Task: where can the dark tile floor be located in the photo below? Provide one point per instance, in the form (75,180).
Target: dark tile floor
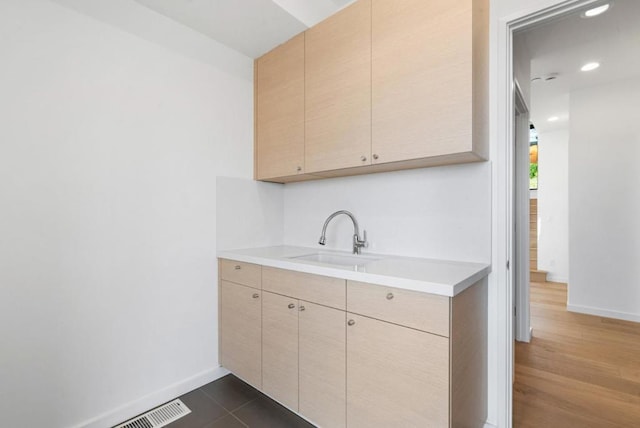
(230,403)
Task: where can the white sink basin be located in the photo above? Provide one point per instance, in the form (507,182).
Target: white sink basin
(336,259)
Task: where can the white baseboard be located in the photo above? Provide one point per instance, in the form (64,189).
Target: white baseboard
(154,399)
(604,313)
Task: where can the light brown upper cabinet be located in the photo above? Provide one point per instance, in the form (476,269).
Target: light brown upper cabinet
(338,90)
(279,111)
(429,80)
(386,85)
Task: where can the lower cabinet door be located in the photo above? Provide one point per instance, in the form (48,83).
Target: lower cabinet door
(280,349)
(396,376)
(322,350)
(241,331)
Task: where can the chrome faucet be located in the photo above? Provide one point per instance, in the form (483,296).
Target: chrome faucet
(357,242)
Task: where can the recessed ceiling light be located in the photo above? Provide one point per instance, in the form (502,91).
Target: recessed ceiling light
(596,11)
(590,66)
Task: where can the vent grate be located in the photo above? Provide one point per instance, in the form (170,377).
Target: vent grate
(158,417)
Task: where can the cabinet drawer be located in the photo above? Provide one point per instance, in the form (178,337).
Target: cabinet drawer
(241,273)
(422,311)
(305,286)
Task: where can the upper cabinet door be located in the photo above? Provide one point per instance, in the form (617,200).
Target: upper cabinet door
(338,90)
(421,78)
(279,98)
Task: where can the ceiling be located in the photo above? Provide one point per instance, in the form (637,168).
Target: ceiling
(562,46)
(252,27)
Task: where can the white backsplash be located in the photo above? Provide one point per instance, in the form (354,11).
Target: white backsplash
(440,212)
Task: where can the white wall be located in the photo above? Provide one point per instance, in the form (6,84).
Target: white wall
(249,213)
(604,208)
(440,213)
(553,204)
(109,150)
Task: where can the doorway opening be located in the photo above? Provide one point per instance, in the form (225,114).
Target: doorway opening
(584,309)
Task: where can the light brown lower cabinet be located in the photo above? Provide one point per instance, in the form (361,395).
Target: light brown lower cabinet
(380,363)
(303,358)
(241,331)
(322,365)
(396,376)
(280,348)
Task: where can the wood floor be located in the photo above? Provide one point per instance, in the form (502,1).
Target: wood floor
(579,370)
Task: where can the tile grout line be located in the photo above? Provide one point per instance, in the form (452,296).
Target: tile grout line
(238,419)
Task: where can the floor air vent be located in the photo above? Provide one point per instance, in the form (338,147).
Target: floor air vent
(158,417)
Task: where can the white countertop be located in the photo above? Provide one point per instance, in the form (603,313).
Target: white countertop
(443,277)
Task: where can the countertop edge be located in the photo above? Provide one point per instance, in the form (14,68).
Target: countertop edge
(443,289)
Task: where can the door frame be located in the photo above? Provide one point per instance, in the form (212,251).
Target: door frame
(503,191)
(521,221)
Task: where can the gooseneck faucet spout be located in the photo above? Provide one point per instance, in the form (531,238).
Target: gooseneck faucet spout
(357,242)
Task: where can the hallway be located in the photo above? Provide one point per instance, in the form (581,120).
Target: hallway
(579,370)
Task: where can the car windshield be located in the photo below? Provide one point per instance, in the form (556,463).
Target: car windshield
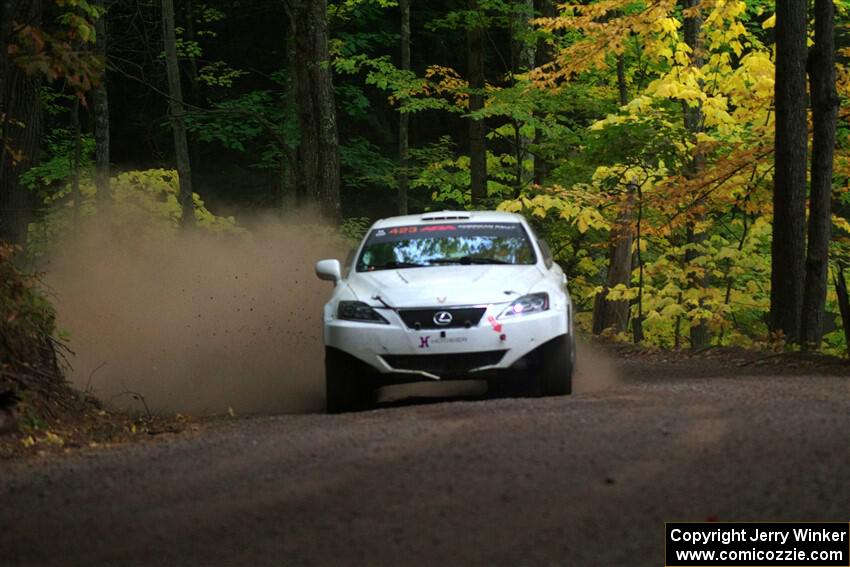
(425,245)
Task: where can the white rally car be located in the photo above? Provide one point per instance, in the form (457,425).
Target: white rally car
(447,296)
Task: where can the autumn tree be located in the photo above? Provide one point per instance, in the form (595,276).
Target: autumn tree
(100,109)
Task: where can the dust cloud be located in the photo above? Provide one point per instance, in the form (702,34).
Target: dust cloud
(197,323)
(594,370)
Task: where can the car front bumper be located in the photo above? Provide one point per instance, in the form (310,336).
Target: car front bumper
(493,344)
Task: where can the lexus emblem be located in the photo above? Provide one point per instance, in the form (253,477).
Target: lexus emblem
(443,318)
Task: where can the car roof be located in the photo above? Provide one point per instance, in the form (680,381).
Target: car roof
(451,216)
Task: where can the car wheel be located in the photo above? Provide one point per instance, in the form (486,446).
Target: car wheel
(556,366)
(344,388)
◆ ◆ ◆
* _DESCRIPTION OF THE TASK_:
Lines in the records above that contain the word "below" need to be counted; the reply is that number and nothing else.

* _ANSWER BOX_:
2